Task objective -
When you reach the line with "Mark the moored narrowboat with a point." in the listing below, transcribe it and each line after it up to and including the line with "Mark the tree with a point.", exactly and with nothing else.

Entries supplied -
################
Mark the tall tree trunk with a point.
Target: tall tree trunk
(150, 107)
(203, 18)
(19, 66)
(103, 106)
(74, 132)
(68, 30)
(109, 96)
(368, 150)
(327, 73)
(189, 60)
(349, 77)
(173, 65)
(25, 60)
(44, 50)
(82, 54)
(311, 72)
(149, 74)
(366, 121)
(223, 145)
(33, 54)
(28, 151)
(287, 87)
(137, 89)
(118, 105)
################
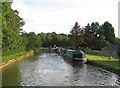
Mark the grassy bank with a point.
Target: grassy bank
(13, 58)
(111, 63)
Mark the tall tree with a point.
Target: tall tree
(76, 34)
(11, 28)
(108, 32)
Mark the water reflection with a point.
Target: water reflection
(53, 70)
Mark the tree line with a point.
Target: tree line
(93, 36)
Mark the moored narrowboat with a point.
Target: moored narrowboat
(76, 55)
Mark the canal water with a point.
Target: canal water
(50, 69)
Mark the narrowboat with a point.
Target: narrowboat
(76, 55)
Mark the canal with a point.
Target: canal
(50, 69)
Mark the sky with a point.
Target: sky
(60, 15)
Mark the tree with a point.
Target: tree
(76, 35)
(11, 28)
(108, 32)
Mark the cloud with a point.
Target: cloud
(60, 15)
################
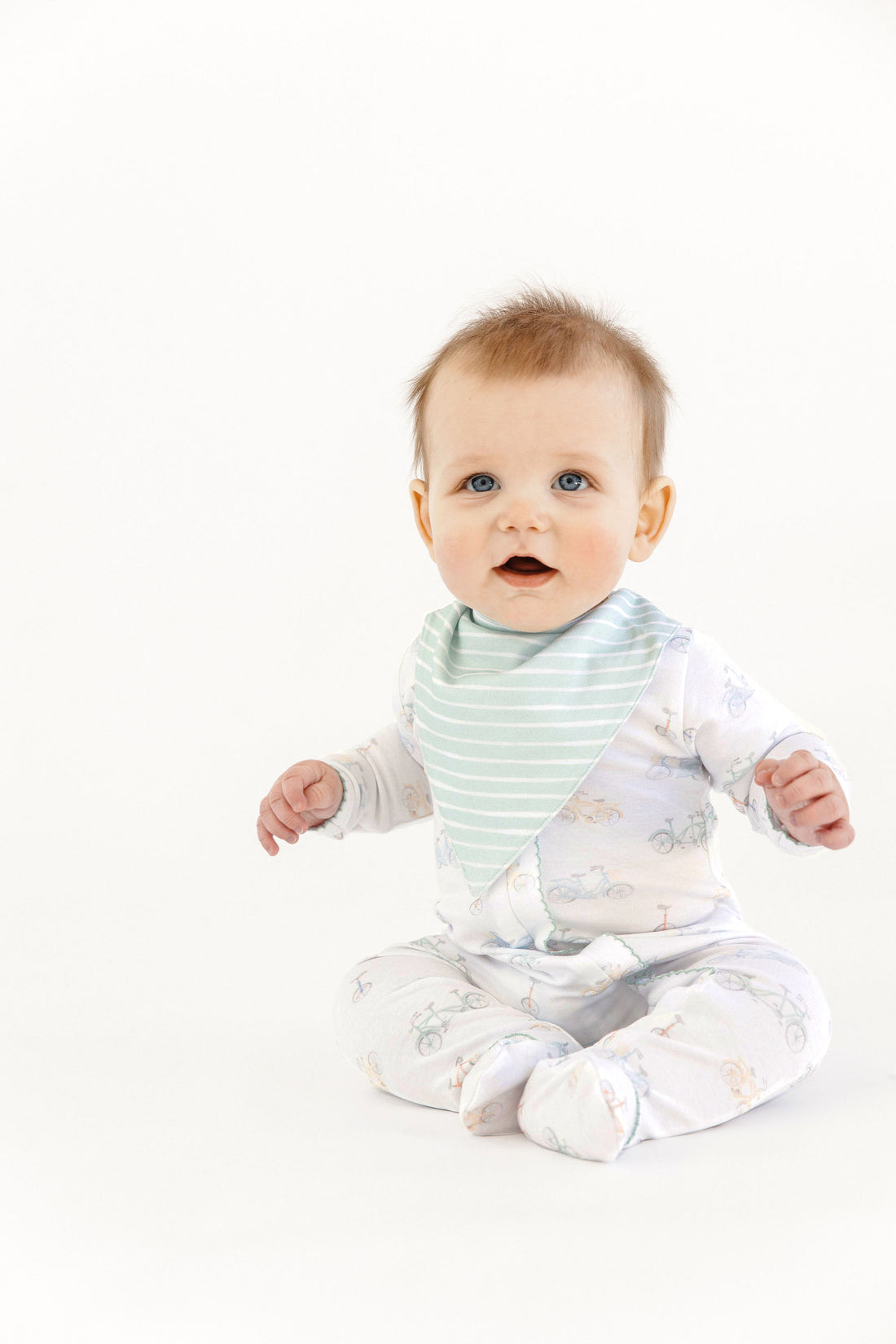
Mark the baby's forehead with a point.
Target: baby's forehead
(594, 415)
################
Solution for this exercise -
Mark the moored narrowboat with a point.
Target: moored narrowboat
(76, 55)
Mark the canal water with a point.
Target: canal water
(50, 69)
Mark the narrowboat with a point.
Target: narrowboat
(76, 55)
Mark the canal with a point.
Target: canal
(50, 69)
Mark the sky with a point.
Target: sky
(60, 15)
Mark the tree with a point.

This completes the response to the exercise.